*** Given data Section Begins ***
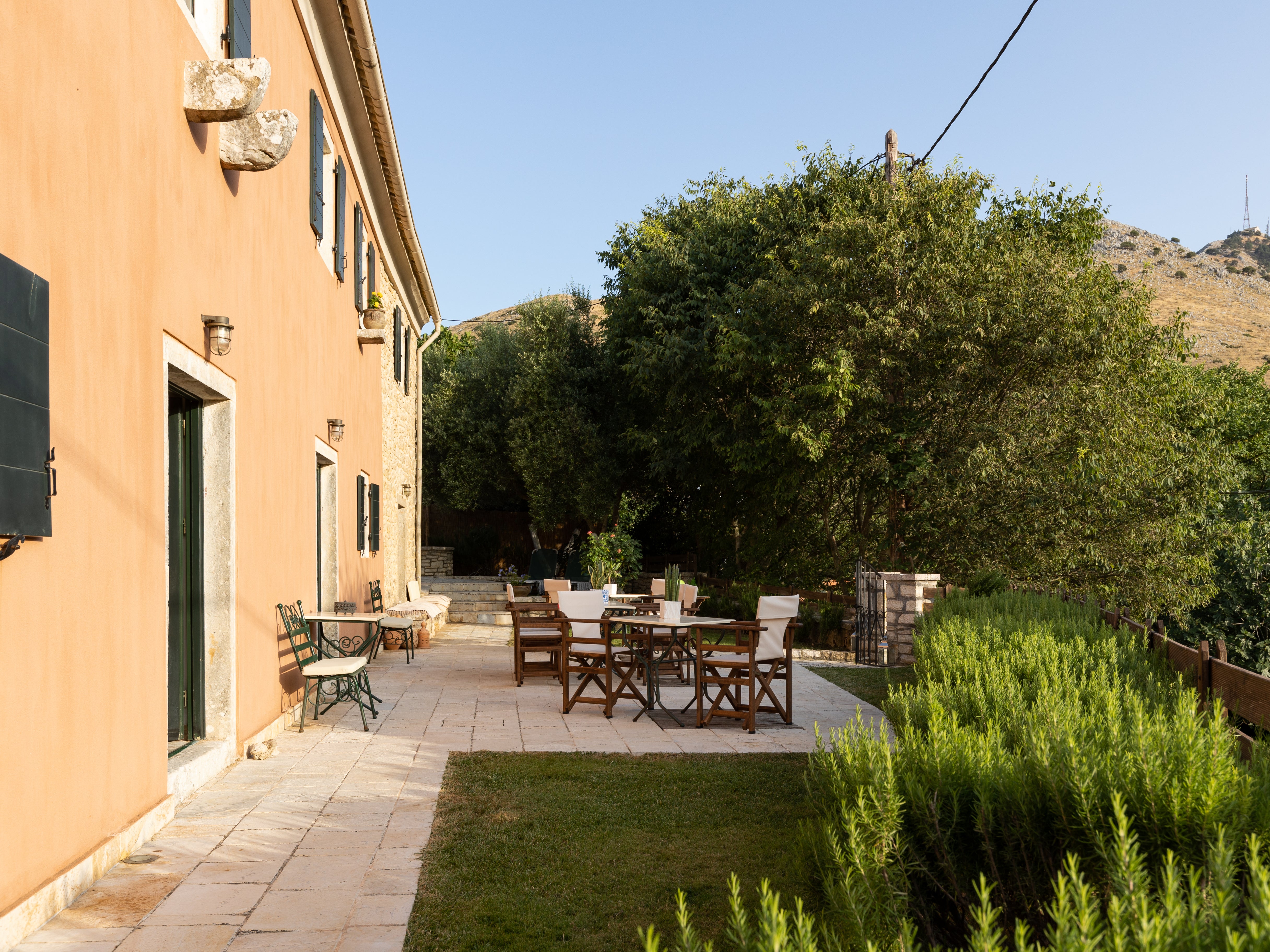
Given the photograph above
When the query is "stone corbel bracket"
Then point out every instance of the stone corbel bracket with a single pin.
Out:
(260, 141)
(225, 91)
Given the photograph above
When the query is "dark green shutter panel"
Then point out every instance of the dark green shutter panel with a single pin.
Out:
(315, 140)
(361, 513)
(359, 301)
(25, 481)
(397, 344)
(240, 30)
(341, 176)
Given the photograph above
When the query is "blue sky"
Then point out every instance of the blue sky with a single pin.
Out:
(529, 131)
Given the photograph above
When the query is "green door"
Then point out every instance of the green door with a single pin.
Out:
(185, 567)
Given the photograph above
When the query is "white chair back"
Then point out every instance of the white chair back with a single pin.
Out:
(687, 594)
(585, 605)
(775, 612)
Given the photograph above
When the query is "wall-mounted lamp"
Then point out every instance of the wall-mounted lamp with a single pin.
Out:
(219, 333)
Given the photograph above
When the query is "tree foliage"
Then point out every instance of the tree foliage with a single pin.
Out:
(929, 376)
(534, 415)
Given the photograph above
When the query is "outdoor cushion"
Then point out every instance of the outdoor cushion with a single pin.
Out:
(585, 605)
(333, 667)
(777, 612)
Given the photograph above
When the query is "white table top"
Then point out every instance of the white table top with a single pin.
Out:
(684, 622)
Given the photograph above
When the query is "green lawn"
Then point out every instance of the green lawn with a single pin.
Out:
*** Given data Section Ends ***
Instructions for the task: Looking at the material above, count the lines that carry the word "green" and answer with the count alone.

Response below: 6